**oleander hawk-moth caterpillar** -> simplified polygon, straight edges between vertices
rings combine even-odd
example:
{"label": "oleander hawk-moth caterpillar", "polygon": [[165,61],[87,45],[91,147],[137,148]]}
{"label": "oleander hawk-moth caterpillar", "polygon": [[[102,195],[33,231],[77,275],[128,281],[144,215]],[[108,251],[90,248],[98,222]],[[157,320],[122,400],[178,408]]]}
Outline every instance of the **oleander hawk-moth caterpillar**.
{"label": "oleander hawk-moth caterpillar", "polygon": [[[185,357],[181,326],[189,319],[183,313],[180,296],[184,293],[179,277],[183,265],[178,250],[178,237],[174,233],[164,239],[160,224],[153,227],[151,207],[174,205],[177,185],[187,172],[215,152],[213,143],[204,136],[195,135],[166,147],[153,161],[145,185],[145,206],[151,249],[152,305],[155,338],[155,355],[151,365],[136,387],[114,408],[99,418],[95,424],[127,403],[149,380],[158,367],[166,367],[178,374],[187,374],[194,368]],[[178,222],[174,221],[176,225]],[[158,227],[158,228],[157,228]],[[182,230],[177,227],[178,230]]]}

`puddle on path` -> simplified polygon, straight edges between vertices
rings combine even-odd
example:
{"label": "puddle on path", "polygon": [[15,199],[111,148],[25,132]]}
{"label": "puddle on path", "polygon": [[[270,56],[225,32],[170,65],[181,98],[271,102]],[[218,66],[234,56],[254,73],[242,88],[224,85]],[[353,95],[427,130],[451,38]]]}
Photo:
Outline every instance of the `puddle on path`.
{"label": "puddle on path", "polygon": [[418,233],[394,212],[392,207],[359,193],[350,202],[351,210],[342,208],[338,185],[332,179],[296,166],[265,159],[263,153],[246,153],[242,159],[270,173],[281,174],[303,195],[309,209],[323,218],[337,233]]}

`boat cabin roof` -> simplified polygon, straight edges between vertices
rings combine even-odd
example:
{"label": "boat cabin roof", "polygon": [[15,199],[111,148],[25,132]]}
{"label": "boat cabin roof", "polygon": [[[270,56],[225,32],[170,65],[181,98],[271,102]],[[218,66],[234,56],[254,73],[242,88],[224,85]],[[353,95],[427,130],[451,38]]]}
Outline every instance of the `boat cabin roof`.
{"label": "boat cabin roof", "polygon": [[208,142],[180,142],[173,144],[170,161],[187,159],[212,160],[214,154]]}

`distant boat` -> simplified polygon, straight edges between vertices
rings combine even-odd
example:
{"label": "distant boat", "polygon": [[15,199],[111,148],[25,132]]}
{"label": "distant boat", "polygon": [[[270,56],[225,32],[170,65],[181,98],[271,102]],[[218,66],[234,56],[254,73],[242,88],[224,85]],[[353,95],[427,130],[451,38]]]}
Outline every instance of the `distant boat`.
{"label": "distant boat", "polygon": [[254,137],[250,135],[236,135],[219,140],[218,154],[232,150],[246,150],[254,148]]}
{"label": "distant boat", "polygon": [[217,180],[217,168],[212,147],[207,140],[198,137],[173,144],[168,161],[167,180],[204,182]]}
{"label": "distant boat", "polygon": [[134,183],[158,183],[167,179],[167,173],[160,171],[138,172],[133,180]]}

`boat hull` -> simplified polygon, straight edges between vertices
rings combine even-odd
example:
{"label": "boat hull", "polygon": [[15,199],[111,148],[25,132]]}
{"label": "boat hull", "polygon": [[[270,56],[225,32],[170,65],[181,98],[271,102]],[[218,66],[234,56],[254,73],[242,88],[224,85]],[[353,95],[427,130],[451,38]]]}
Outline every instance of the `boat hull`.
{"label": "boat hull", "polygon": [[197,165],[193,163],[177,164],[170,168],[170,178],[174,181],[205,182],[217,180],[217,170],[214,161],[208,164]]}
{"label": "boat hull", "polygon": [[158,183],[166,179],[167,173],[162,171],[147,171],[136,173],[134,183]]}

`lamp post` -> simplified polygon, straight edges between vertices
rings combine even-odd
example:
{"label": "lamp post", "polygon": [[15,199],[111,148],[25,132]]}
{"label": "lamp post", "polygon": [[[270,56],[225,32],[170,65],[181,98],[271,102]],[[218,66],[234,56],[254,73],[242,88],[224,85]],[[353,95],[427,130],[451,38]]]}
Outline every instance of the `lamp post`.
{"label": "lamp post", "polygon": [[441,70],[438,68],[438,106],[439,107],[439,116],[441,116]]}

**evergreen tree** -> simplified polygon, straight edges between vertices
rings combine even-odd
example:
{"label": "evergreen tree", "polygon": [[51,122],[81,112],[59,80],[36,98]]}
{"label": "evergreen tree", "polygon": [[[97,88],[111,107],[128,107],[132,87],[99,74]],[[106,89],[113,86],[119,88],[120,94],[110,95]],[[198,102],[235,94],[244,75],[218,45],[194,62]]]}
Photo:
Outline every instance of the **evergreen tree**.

--------------------------------

How many lines of the data above contain the string "roof"? Case counts; give only the number.

RESULT OF THIS TASK: 5